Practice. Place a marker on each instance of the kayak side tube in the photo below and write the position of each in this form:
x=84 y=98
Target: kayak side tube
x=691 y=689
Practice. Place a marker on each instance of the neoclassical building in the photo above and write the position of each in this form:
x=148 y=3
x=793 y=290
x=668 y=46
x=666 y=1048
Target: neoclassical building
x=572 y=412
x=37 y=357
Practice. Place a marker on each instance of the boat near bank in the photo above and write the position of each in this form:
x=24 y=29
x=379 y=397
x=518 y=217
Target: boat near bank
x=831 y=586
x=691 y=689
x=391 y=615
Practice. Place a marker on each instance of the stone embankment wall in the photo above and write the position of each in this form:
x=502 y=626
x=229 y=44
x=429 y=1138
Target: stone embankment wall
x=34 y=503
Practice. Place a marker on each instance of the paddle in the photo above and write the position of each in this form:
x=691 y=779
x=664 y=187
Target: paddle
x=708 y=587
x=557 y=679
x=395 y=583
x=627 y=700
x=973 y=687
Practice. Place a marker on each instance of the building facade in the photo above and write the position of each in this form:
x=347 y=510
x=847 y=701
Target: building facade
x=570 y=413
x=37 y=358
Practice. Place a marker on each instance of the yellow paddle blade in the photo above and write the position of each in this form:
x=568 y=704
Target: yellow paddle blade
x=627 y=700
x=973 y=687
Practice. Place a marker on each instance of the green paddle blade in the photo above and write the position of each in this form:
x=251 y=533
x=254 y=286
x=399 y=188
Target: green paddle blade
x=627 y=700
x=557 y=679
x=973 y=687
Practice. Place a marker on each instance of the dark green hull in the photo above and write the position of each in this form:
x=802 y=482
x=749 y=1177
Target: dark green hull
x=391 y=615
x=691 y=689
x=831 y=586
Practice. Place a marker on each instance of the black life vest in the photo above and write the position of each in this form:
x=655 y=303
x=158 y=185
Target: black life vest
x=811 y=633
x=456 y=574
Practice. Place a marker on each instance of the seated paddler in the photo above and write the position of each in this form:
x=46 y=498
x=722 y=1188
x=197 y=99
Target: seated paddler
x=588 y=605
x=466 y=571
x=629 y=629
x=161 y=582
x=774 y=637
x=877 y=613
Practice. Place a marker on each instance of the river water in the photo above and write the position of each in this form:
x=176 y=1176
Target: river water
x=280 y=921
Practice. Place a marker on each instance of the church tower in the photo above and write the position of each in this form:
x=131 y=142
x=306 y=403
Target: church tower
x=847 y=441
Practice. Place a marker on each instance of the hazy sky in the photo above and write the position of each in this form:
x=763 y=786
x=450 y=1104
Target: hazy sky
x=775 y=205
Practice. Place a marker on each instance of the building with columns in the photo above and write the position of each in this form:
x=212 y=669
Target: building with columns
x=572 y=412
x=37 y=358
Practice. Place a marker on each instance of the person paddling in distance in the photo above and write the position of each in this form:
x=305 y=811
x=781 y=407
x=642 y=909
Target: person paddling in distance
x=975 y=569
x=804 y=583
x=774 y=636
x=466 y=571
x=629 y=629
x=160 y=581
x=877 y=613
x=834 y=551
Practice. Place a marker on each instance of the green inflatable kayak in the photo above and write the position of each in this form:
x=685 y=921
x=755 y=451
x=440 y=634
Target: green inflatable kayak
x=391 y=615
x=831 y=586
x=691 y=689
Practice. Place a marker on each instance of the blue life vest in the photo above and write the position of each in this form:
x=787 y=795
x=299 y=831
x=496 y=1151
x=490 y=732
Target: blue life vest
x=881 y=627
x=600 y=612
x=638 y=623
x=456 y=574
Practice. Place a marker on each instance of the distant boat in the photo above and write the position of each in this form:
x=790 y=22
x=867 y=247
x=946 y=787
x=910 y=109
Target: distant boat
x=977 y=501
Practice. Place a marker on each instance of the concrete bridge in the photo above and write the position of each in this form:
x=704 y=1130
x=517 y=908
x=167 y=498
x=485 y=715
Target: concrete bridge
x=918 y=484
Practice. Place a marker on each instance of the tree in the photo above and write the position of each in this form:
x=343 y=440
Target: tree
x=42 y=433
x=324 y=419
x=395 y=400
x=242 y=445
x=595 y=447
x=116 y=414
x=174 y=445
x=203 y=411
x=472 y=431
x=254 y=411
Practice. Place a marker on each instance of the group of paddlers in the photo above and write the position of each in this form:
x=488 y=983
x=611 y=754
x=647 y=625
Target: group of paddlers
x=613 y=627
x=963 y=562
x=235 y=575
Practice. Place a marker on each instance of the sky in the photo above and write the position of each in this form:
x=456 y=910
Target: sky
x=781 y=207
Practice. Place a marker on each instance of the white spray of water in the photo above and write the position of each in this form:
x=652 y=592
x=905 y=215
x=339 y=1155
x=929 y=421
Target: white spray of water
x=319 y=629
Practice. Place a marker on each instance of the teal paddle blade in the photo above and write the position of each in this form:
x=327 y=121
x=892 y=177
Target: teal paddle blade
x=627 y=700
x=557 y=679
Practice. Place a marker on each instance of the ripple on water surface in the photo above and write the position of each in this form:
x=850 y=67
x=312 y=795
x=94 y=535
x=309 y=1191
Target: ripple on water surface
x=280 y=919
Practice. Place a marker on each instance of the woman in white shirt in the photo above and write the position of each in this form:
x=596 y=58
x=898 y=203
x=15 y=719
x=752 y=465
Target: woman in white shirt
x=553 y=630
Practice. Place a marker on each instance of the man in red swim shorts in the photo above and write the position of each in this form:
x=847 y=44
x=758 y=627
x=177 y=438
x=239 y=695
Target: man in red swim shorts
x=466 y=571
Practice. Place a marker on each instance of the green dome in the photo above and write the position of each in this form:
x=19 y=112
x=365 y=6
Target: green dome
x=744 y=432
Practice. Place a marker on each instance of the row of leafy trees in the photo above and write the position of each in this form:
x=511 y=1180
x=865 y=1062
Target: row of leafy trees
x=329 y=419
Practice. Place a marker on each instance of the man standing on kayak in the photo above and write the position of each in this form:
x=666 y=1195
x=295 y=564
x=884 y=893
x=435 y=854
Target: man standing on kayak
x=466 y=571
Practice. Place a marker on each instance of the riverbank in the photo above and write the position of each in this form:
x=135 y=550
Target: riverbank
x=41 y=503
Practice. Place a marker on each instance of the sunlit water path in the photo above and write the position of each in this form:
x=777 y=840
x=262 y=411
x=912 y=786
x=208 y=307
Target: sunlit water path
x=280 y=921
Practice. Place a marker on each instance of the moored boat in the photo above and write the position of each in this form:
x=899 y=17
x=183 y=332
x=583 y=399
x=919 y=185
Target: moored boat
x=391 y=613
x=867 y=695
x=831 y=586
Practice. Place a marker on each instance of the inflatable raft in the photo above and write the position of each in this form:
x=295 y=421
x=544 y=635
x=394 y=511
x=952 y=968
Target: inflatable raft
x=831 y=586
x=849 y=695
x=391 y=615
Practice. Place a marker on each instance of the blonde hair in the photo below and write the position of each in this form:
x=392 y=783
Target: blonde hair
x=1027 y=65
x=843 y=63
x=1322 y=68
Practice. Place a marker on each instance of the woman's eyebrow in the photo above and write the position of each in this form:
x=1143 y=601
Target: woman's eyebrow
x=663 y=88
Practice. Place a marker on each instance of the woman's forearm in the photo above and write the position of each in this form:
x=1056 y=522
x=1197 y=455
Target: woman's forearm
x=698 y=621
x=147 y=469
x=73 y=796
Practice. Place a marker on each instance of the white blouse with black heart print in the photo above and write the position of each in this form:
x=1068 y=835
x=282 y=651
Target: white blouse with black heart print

────────────────

#### Your instructions:
In this exercise, repeat all entries exactly.

#### The output:
Practice. Place a marker on each instance of the kayak side tube in the photo below and write the position of each in this form:
x=84 y=98
Target: kayak side tube
x=691 y=689
Practice. Place a marker on each instance of the neoclassical building in the photo above and write the position of each in this form:
x=148 y=3
x=793 y=290
x=668 y=46
x=666 y=1048
Target: neoclassical building
x=572 y=412
x=37 y=357
Practice. Place a marker on each instance of the boat near bank in the photo above and write the position of each in this form:
x=24 y=29
x=379 y=397
x=518 y=217
Target: boat near bank
x=831 y=586
x=691 y=689
x=391 y=615
Practice. Place a marker on each instance of the stone embankment wall in the photo above and write the position of each in this form:
x=502 y=626
x=229 y=44
x=429 y=1138
Target: stone embankment wall
x=34 y=503
Practice. Place a marker on each instance of the paddle in the photo above and write the position of each in this form:
x=691 y=779
x=664 y=187
Target: paddle
x=708 y=587
x=557 y=679
x=395 y=583
x=627 y=700
x=973 y=687
Practice. Place a marker on each instance of the building facade in the photo above and write the position of each in this form:
x=347 y=510
x=847 y=701
Target: building facade
x=570 y=413
x=37 y=358
Practice. Place a marker on each instance of the yellow paddle blade in the photo above and write the position of each in this form:
x=568 y=704
Target: yellow paddle blade
x=627 y=700
x=973 y=687
Practice. Place a marker on each instance of the green paddle blade in the photo above and write the position of each in this form:
x=251 y=533
x=254 y=286
x=399 y=188
Target: green paddle blade
x=627 y=700
x=557 y=679
x=973 y=687
Practice. Place a marker on each instance of the dark green hull in the photo above and write the position of each in this form:
x=802 y=482
x=749 y=1177
Target: dark green hull
x=391 y=615
x=691 y=689
x=831 y=586
Practice. Place a marker on each instance of the black life vest in the photo above and write the position of each in this form:
x=655 y=303
x=158 y=185
Target: black life vest
x=811 y=633
x=456 y=574
Practice. Place a marker on each instance of the seated paddler in the photo above and write the position of each in this form:
x=46 y=498
x=722 y=1188
x=197 y=99
Target: seated paddler
x=588 y=605
x=466 y=571
x=629 y=629
x=161 y=582
x=774 y=637
x=877 y=613
Practice. Place a marker on each instance of the river water in the photo above and write the position of each in this form:
x=176 y=1176
Target: river water
x=280 y=921
Practice. Place a marker on each instance of the church tower in the photo above and write the position of each in this form:
x=131 y=142
x=306 y=403
Target: church tower
x=847 y=441
Practice. Place a marker on each instance of the hazy sky in the photo above and write the position of each in this form:
x=763 y=786
x=450 y=1104
Target: hazy sky
x=775 y=205
Practice. Place a marker on each instance of the building with columns in the photo above and write the position of each in this form:
x=212 y=669
Target: building with columns
x=572 y=412
x=37 y=358
Practice. Place a marker on each instance of the person paddling in distance in the photo above and write the position of each in this form:
x=305 y=811
x=781 y=407
x=642 y=909
Target: person paddling in distance
x=975 y=569
x=804 y=583
x=774 y=636
x=466 y=571
x=629 y=629
x=160 y=581
x=877 y=613
x=834 y=551
Practice. Place a marker on each instance of the green inflatable kayak in the photo above and write the position of each in this form:
x=685 y=921
x=755 y=451
x=440 y=634
Target: green inflatable kayak
x=391 y=615
x=831 y=586
x=691 y=689
Practice. Place a marker on each instance of the blue life vest in the photo above and write the position of each in this form:
x=787 y=795
x=299 y=831
x=496 y=1151
x=490 y=732
Target: blue life vest
x=881 y=627
x=600 y=612
x=638 y=623
x=456 y=574
Practice. Place a marker on each instance of the distant boat in the photo above and write the position of each in this form:
x=790 y=22
x=867 y=247
x=946 y=787
x=910 y=109
Target: distant boat
x=977 y=501
Practice. Place a marker on each instance of the concrete bridge in the photo above and write the position of each in this form:
x=704 y=1130
x=517 y=908
x=167 y=498
x=485 y=715
Target: concrete bridge
x=918 y=484
Practice. Place a marker on each instance of the tree in the photo above and write the position of each in this form:
x=343 y=440
Target: tree
x=42 y=433
x=324 y=419
x=395 y=400
x=242 y=445
x=595 y=447
x=116 y=414
x=174 y=445
x=203 y=411
x=472 y=431
x=254 y=411
Practice. Place a marker on each instance of the group of paddlers in the photo above and write the position of each in this form:
x=488 y=983
x=611 y=754
x=647 y=625
Target: group of paddlers
x=613 y=627
x=963 y=562
x=235 y=575
Practice. Place a marker on each instance of the sky in the photo above and write the position of each in this form:
x=456 y=910
Target: sky
x=781 y=207
Practice. Place a marker on each instance of the white spray of water in the photo above and write the position of each in this form:
x=652 y=592
x=905 y=215
x=339 y=1155
x=929 y=421
Target: white spray of water
x=319 y=629
Practice. Place a marker on each instance of the teal paddle blade in the photo above and write the position of each in this form:
x=327 y=121
x=892 y=177
Target: teal paddle blade
x=627 y=700
x=557 y=679
Practice. Place a marker on each instance of the ripple on water surface in the photo above and write the position of each in this form:
x=850 y=67
x=312 y=795
x=94 y=535
x=309 y=1191
Target: ripple on water surface
x=280 y=919
Practice. Place a marker on each instance of the woman in white shirt in the photo above and write the position of each in this form:
x=596 y=58
x=898 y=203
x=15 y=719
x=752 y=465
Target: woman in white shirt
x=553 y=630
Practice. Place a marker on each instance of the man in red swim shorts in the photo above and write the position of each in this form:
x=847 y=44
x=758 y=627
x=177 y=438
x=239 y=695
Target: man in red swim shorts
x=466 y=571
Practice. Place a marker on each instance of the green dome in the photo above and write the position of each in this form:
x=19 y=112
x=365 y=6
Target: green dome
x=744 y=432
Practice. Place a marker on each instance of the row of leafy trees in the photo above and write the position of each in this form:
x=511 y=1180
x=865 y=1062
Target: row of leafy trees
x=329 y=419
Practice. Place a marker on each instance of the man standing on kayak in the photo above and write the position of each in this form:
x=666 y=1195
x=295 y=564
x=884 y=893
x=435 y=854
Target: man standing on kayak
x=466 y=571
Practice. Place a marker on each instance of the riverbank in the photo above and write the position of each in this form:
x=135 y=550
Target: riverbank
x=41 y=503
Practice. Place a marker on each instance of the sunlit water path in the photo above and write the position of each in this form:
x=777 y=840
x=262 y=411
x=912 y=786
x=208 y=307
Target: sunlit water path
x=280 y=921
Practice. Place a marker on each instance of the moored boat in the photo above and write the position of each in this form:
x=899 y=17
x=183 y=332
x=583 y=399
x=919 y=185
Target: moored boat
x=391 y=613
x=867 y=695
x=831 y=586
Practice. Place a marker on each instance of the inflatable raft in the photo above and write the position of each in this form:
x=295 y=421
x=544 y=635
x=394 y=511
x=952 y=968
Target: inflatable raft
x=831 y=586
x=849 y=695
x=391 y=615
Practice. Place a marker on each instance of the blonde hair in the photo below and write the position of each in this form:
x=392 y=783
Target: blonde hair
x=1027 y=65
x=843 y=63
x=1322 y=68
Practice. Place a marker on each instance of the woman's eyebrow in the photo above and write the position of each in this form:
x=1143 y=601
Target: woman's eyebrow
x=663 y=88
Practice. Place a marker on each instance of the woman's forearm in the photo above and write the position of each in this form:
x=1056 y=522
x=1197 y=455
Target: woman's forearm
x=698 y=621
x=147 y=469
x=73 y=796
Practice. Place a marker on each instance of the white blouse with black heart print in the photo above and write the position of each in this form:
x=1068 y=835
x=282 y=651
Target: white blouse with black heart print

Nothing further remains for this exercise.